What the task asks: Set down the data below without change, skipping the pictures it holds.

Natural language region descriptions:

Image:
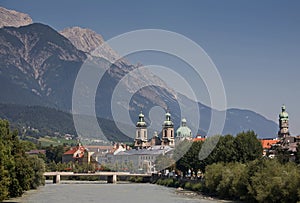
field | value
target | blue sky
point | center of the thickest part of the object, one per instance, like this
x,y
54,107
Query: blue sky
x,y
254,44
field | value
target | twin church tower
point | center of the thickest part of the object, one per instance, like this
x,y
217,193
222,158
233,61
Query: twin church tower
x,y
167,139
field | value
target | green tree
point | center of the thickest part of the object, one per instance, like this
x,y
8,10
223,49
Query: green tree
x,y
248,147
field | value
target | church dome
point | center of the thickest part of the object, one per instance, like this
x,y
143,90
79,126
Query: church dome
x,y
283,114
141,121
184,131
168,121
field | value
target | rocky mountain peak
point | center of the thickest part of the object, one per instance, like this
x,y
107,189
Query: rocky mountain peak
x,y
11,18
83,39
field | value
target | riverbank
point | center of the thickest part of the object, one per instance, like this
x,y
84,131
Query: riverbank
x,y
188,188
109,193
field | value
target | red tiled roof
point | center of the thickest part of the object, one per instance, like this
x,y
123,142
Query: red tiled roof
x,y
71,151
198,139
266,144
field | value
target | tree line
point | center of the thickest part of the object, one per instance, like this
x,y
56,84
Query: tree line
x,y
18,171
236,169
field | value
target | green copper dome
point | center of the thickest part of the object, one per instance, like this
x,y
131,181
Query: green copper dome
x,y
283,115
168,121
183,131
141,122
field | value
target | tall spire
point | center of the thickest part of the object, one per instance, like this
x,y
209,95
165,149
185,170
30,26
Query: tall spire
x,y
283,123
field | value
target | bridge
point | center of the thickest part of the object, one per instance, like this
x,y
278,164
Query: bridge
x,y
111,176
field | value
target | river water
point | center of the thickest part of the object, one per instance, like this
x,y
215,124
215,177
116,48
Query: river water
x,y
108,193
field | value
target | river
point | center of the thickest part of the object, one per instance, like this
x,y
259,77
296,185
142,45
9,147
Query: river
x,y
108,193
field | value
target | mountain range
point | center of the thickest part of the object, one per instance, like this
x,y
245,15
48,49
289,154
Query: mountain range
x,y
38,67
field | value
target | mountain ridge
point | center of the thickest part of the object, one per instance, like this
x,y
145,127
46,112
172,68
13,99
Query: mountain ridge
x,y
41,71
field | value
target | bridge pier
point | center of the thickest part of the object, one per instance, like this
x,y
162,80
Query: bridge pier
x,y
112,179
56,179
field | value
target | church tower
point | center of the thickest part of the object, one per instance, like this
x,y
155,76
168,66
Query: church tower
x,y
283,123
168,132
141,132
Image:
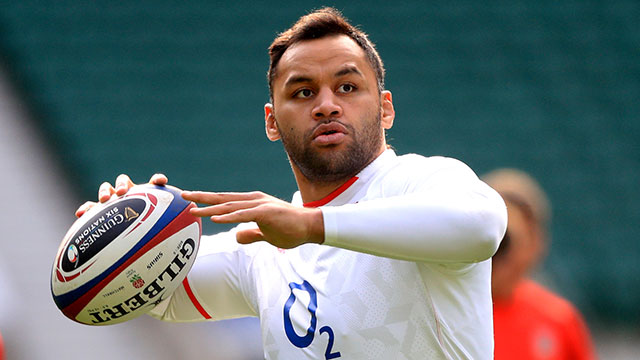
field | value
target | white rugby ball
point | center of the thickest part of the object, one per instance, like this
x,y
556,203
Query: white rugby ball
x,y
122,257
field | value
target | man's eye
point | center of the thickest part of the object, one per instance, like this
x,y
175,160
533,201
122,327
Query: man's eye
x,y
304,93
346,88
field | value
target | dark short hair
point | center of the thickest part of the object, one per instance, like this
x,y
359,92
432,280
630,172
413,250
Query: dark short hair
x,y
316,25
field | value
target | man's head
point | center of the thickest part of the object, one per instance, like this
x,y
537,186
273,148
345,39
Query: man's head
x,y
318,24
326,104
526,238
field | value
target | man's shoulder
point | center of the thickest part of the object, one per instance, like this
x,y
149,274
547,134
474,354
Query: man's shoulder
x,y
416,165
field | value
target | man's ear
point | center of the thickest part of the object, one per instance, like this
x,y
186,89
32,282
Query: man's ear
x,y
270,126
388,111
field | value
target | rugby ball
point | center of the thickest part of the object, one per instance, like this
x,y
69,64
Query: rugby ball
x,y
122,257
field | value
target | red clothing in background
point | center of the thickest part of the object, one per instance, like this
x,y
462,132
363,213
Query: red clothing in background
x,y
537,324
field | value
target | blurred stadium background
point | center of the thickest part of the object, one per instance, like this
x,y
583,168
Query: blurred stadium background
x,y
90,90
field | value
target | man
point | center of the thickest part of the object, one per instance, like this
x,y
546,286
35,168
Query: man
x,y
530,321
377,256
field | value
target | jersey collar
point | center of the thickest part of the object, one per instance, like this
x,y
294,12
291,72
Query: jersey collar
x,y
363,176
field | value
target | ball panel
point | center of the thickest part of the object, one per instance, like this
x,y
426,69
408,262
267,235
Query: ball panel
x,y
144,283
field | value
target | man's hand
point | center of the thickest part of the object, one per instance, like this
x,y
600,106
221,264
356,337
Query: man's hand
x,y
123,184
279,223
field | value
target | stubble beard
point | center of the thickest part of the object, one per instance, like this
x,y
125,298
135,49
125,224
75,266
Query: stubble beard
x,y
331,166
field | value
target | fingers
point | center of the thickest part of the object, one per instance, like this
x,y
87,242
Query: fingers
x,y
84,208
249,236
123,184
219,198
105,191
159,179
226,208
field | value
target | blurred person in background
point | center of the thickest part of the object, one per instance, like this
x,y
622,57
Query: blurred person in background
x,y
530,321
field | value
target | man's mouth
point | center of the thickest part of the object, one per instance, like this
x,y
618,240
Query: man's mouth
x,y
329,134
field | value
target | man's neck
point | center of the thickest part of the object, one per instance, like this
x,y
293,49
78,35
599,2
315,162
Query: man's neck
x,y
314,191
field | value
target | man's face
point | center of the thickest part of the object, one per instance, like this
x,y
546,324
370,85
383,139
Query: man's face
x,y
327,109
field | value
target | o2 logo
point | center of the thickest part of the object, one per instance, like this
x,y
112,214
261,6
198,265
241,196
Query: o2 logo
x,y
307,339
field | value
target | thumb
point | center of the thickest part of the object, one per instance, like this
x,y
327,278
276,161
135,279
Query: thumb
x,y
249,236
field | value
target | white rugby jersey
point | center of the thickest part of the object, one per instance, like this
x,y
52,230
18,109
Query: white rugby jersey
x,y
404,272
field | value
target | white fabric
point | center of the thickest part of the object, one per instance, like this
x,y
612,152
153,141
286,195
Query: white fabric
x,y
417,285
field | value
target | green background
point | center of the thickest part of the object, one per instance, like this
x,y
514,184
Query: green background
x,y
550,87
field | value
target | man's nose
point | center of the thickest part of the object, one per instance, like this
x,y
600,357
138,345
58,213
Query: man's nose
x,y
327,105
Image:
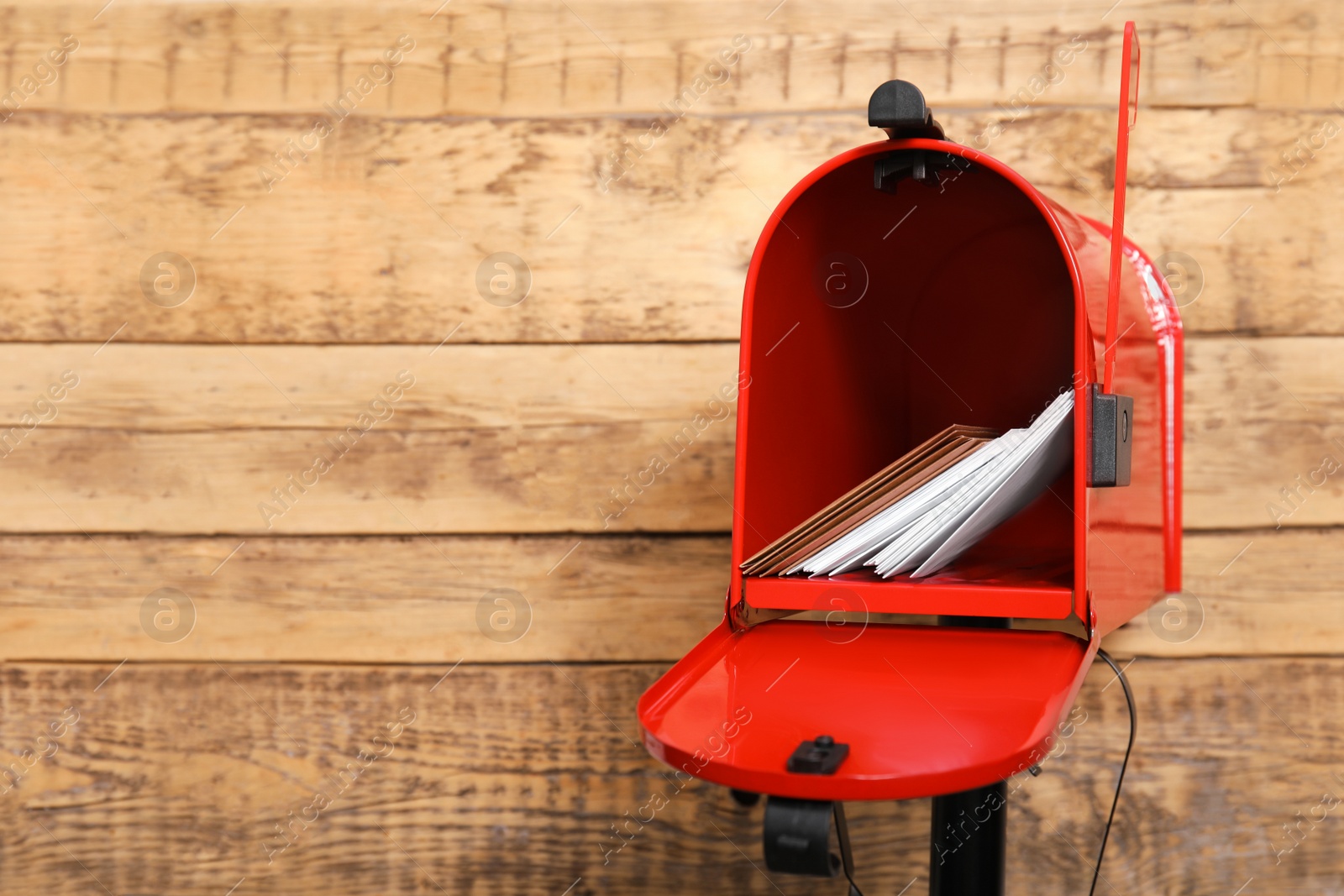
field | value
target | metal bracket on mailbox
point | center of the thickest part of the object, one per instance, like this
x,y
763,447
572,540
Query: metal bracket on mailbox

Solution:
Image:
field | value
target | blue sky
point | center of the thickest part of the object, one per instance, like this
x,y
54,107
Query: blue sky
x,y
254,44
field | value
target | twin church tower
point | center of the thickest part of the object, one per instance, like this
x,y
217,193
222,158
233,61
Query: twin church tower
x,y
167,139
field | value
target | green tree
point | center of the thickest part of the object, one per instance, like this
x,y
8,10
223,49
Query: green tree
x,y
248,147
field | value
target | church dome
point | center of the thickest part of the object, one per instance, like this
x,y
143,90
79,126
Query: church dome
x,y
283,114
141,121
184,131
168,121
field | value
target | rocky mountain peak
point | center of the thickest part of the object, one per instance, like this
x,y
107,189
Query: rocky mountain peak
x,y
11,18
83,39
field | value
target | riverbank
point | center of the thickest part of the object, one per instance, like this
x,y
84,131
Query: riverbank
x,y
188,188
109,193
field | value
target | red tiled roof
point | center of the thickest part of the object, one per instance, like this
x,y
123,142
Query: red tiled roof
x,y
71,151
198,139
266,144
field | value
target | tree line
point | center of the thickest part of the object, one per instance, like this
x,y
56,84
Query: tree line
x,y
18,171
236,169
field | value
target | green copper dome
point | center of the thickest part of the object, one per instance, like this
x,y
131,181
Query: green copper dome
x,y
283,115
168,121
183,131
141,122
field | value
target | tall spire
point | center of the thickest part of the object, one per instance, like this
x,y
209,95
165,149
185,170
30,26
Query: tall spire
x,y
283,123
field | value
target | bridge
point | center of the thickest part of the object, one per instance, like this
x,y
278,164
Query: bridge
x,y
111,176
field | value
target | river water
point | center of the thickest part of the object, one per instance, like this
x,y
215,124
215,177
116,48
Query: river water
x,y
108,193
field | value
target | river
point | center of the thickest part of the object, one per instance, like this
x,y
259,77
296,185
142,45
9,147
Query: river
x,y
108,193
field | value
target | mountain range
point | center of the thickest part of the object, one per instance, like this
x,y
245,15
48,49
289,154
Query: mountain range
x,y
38,67
field | value
target | mountain ridge
point | center of the thickest part of the object, one per instance, like this
x,y
145,127
46,112
172,68
13,99
Query: mountain ridge
x,y
41,71
field | value
target | bridge pier
point | center of the thickest part of the object, one per instance, like this
x,y
162,80
Query: bridge pier
x,y
112,179
56,179
field | value
target | church tower
point | center of the thickest part of the object, one per instance, like this
x,y
155,76
168,66
Query: church tower
x,y
283,123
168,132
141,132
Image:
field | value
target | white rugby ball
point | center of the thickest part of the object, one per instance, like this
x,y
556,203
Query: white rugby ball
x,y
122,257
field | value
target | man's eye
point | center of the thickest part of the object, one per instance, like this
x,y
175,160
533,201
122,327
Query: man's eye
x,y
304,93
346,88
field | value
target | dark short hair
point | center of the thickest part of the object, one per instance, like this
x,y
359,92
432,280
630,172
413,250
Query: dark short hair
x,y
316,25
field | value
target | man's head
point | center of the thickest part of the object, one per instance, like this
x,y
537,186
273,148
345,39
Query: man's head
x,y
318,24
326,104
526,238
field | value
target | man's shoulder
point | center of the thickest part of the object, one per instance, like this
x,y
149,274
547,134
474,354
Query: man's shoulder
x,y
416,165
field | value
target | man's ear
point | center of the thickest part of the object, one per instance, like this
x,y
186,89
32,282
Query: man's ear
x,y
270,126
388,111
field | value
target | rugby ball
point | center of the thickest part of the object, one per instance, like this
x,y
69,64
Query: rugby ball
x,y
122,257
field | value
target | red clothing in background
point | center of the thickest part of the object, one per instance, like this
x,y
462,132
363,213
Query: red clothing in background
x,y
537,324
field | value
target | blurred stadium background
point | center of the thickest part of the object, one per instance, like this
x,y
583,168
Query: blurred stadium background
x,y
90,90
field | value
target | man
point | center of the thickest part of the object, one per instance, like this
x,y
546,286
35,168
Query: man
x,y
530,321
377,256
field | value
target | jersey collar
point | center of the thickest part of the object, one per instance, like this
x,y
294,12
291,72
Query: jersey collar
x,y
363,176
field | value
target | ball panel
point | center of the thickest part of the object, one per instance, like this
x,y
426,69
408,262
267,235
Query: ball panel
x,y
144,283
field | value
target | man's hand
point | center of the thickest part of the object, one per instance, like this
x,y
600,106
221,264
356,337
Query: man's hand
x,y
123,184
279,223
field | value
target | stubble beard
point | center of the thickest part of the object, one per instance, like this
x,y
125,298
135,49
125,224
75,266
Query: stubble beard
x,y
331,166
field | value
target | fingers
point | center of the thickest part of the object, one per instance, like this
x,y
87,242
Query: fingers
x,y
84,208
249,236
123,184
219,198
105,191
159,179
226,208
field | value
target | blurred person in background
point | center of the thickest part of the object, one per instance, like this
x,y
622,57
Query: blurred person in background
x,y
530,321
field | value
target | man's mouth
point | center of the thickest part of the object, one per instance, like this
x,y
618,240
Query: man's mouth
x,y
329,134
field | value
target | man's neck
point | center of the thickest part of the object, one per instance, like this
x,y
293,49
78,35
599,2
315,162
Query: man's neck
x,y
314,191
field | value
target | man's face
point | center of the thickest part of the object, one per instance, like this
x,y
546,324
370,85
383,139
Query: man's face
x,y
327,109
field | value
target | o2 logo
point | center of the thickest part of the object, one per instance, like this
x,y
112,214
261,6
198,265
241,196
Query: o2 logo
x,y
307,339
field | value
target | thumb
point | center of the thickest part of the object, one per instance, like this
x,y
327,278
276,161
135,279
Query: thumb
x,y
249,236
field | value
target | white rugby jersey
point | center of the thickest part of the object, one per instance, like this
x,y
52,230
18,109
Query: white rugby jersey
x,y
404,272
field | value
target | white fabric
point | center of the thickest part of the object, one per instance, like this
x,y
612,152
153,141
286,195
Query: white fabric
x,y
417,285
field | value
target | green background
point | center of the thickest part of the object, one per instance, like this
x,y
514,184
Query: green background
x,y
550,87
field | value
target | man's nose
point | center of the thickest part of the object, one per instance, like this
x,y
600,357
138,345
58,213
Query: man's nose
x,y
327,105
Image:
field | value
target | metal bracket on mailbox
point | center of the thickest part of the object, one per instance, like this
x,y
763,447
572,540
Query: metal bracket on mailbox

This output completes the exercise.